**Texto fornecido:**

Anos antes, no meio da década de 60, Elis havia liderado passeata da classe dominante artística (laureada MPB pela crítica especializada) contra a guitarra elétrica. Um dos convidados mais ilustres do protesto era o ainda nem tão doce bárbaro, Gilberto Gil.
O músico baiano tocaria uma semana depois ao lado daqueles dois meninos e uma menina que representavam para Elis a degradação da cultura nacional em decorrência da invasão estrangeira (decantada por Noel Rosa em 1933, “o cinema falado é o grande culpado da transformação...”).
Elis Regina não era doce de coco qual Jacob do Bandolim, outro que combatia a iconoclastia simbolizada para ele no “delicado” de Waldir Azevedo, mas virou “doce de pimenta” de Rita Lee, personagem que rege o fio condutor do documentário afetivo dirigido por Paulo Henrique Fontenelle, fã do inventor de uma das mais expressivas bandas do rock brasileiro: Os Mutantes.
LÓKI, a vida de Arnaldo Baptista, inicia-se pintando uma tela branca, ausência permanente que aos poucos ganha contornos coloridos. Rita está sempre presente, embora não preste depoimento. É ela a menina de olhos claros que vira o outro amor, “a transmutação do amor”, nas palavras do homenageado.
A relação dos sentimentos se destaca na condução da cinebiografia de Arnaldo Baptista, imprimindo marca de que toda sua obra está espessamente ligada à conflituosa travessia humana que ele percorre. O artista é sua arte. É essa a constatação do diretor, e, portanto, aspectos teóricos e técnicos são menos importantes de serem exprimidos nessa primeira produção cinematográfica do “Canal Brasil”. Tudo aparece nítido na conturbada vida pessoal de Arnaldo, tentativa de suicídio e internações.
As experiências do amor e das drogas acabam gerando uma espécie de loucura entendida pelas vozes uníssonas que proclamam Arnaldo como um gênio incompreendido em sua dimensão, ao extrapolar as barreiras da percepção territorial e “lúcida”. Questiona seu irmão e ex-companheiro de banda, Sérgio Dias: “Quem é louco? A gente ou Van Gogh?”. E o que parece é que Arnaldo sempre ultrapassa limites, primeiro ao incorporar a essência tropicalista (acusada por Jards Macalé de ter sido cooptada pela indústria e assim perdido o sentido) e dar cara ao rock brasileiro, depois ao ser reconhecido fora de seu país (por nomes como Kurt Cobain e Sean Lennon), e tangendo todo esse comportamento agressivo, ao absorver uma atmosfera essencialmente sensível e fragilizada diante dos acontecimentos humanos.

**Dados para análise:**
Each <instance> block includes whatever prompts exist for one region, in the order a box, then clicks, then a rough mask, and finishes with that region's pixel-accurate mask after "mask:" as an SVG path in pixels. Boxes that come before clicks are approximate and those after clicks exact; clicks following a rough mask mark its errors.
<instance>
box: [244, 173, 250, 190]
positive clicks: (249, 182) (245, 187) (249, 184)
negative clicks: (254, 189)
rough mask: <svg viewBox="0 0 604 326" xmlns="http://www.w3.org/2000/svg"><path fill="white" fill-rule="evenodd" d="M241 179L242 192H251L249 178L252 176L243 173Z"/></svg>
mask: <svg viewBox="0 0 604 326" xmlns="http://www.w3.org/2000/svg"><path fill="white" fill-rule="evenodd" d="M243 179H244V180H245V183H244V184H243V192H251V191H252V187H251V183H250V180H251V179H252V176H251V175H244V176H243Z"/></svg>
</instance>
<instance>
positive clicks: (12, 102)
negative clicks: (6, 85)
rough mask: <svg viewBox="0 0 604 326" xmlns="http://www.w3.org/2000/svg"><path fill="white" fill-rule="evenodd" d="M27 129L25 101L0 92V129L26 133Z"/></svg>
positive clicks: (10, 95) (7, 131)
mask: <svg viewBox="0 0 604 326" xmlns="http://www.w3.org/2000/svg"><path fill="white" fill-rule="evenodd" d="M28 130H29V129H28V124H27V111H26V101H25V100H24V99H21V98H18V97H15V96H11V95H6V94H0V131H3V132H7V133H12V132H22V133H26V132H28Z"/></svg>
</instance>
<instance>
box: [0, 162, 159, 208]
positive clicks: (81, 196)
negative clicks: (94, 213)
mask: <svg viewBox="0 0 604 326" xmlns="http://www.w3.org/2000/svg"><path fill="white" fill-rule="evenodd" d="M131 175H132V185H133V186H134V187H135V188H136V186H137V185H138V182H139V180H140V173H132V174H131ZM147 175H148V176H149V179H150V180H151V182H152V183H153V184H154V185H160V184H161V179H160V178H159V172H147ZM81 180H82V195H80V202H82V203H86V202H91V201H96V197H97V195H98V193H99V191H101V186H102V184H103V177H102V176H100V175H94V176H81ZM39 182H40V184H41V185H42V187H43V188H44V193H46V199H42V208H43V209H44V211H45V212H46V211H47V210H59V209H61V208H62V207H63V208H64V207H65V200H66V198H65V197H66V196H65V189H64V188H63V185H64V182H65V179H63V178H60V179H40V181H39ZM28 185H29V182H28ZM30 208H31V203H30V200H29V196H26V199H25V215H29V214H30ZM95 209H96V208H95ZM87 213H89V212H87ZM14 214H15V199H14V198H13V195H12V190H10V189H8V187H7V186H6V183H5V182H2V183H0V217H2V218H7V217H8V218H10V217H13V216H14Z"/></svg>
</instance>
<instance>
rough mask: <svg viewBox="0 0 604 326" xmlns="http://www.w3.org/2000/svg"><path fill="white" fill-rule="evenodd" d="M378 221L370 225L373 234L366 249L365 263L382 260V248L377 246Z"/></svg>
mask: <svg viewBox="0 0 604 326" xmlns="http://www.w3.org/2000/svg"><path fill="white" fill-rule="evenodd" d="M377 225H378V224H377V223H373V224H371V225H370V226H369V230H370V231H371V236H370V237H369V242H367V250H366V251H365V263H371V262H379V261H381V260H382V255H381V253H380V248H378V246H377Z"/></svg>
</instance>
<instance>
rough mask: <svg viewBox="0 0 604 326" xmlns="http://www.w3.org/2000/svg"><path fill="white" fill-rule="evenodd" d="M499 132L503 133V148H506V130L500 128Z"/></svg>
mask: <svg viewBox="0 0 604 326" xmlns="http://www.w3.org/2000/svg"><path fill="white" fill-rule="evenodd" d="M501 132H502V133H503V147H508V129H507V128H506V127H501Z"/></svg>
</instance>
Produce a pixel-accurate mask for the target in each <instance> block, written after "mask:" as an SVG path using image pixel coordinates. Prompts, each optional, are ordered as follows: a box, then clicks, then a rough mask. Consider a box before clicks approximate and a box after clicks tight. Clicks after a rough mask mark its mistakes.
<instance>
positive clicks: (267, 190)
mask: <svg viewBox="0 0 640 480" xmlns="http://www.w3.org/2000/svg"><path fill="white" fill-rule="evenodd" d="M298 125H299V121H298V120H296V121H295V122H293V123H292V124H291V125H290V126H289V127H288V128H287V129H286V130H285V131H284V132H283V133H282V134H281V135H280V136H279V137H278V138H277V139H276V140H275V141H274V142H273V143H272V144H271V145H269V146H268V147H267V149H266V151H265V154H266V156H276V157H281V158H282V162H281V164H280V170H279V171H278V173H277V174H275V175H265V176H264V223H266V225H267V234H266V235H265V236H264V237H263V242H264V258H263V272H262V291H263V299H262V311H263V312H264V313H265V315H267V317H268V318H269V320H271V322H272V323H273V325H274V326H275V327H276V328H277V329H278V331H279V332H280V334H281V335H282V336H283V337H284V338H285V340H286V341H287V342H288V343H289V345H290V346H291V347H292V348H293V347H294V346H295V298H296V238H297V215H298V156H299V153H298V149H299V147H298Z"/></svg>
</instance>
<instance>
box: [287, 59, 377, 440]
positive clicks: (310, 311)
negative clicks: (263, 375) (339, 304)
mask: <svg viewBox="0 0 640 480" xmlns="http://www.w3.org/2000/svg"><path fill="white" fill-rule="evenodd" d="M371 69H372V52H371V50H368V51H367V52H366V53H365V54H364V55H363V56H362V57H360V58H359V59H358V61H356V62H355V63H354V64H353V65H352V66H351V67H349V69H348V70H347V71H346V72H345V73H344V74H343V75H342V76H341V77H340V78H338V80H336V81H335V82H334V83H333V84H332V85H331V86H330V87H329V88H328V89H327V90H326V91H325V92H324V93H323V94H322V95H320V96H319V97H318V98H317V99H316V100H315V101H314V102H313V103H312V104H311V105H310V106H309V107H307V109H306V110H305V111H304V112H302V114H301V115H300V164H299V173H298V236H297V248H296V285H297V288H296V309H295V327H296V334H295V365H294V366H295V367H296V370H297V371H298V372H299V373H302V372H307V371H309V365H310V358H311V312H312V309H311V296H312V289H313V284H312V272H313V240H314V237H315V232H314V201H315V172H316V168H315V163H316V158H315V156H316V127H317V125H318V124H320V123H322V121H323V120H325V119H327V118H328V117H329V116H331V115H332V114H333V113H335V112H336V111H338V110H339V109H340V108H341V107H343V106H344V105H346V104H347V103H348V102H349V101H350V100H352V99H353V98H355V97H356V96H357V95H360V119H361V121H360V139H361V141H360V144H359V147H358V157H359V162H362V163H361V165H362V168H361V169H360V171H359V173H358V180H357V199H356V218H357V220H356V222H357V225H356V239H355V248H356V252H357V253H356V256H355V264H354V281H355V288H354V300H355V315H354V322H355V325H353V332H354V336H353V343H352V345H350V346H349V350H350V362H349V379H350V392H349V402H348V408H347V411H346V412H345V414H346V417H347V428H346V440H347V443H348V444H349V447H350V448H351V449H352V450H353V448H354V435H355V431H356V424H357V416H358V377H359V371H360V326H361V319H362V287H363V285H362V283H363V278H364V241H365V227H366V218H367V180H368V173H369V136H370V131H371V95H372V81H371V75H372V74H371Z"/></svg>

**Enunciado da tarefa:** Transcreva o trecho do texto sobre o documentário LÓKI que vai de "Anos antes, no" a "brasileiro: Os Mutantes.". As linhas de dados provêm de uma fonte diferente da do texto.

**Espaço de resposta:**
Anos antes, no meio da década de 60, Elis havia liderado passeata da classe dominante artística (laureada MPB pela crítica especializada) contra a guitarra elétrica. Um dos convidados mais ilustres do protesto era o ainda nem tão doce bárbaro, Gilberto Gil.
O músico baiano tocaria uma semana depois ao lado daqueles dois meninos e uma menina que representavam para Elis a degradação da cultura nacional em decorrência da invasão estrangeira (decantada por Noel Rosa em 1933, “o cinema falado é o grande culpado da transformação...”).
Elis Regina não era doce de coco qual Jacob do Bandolim, outro que combatia a iconoclastia simbolizada para ele no “delicado” de Waldir Azevedo, mas virou “doce de pimenta” de Rita Lee, personagem que rege o fio condutor do documentário afetivo dirigido por Paulo Henrique Fontenelle, fã do inventor de uma das mais expressivas bandas do rock brasileiro: Os Mutantes.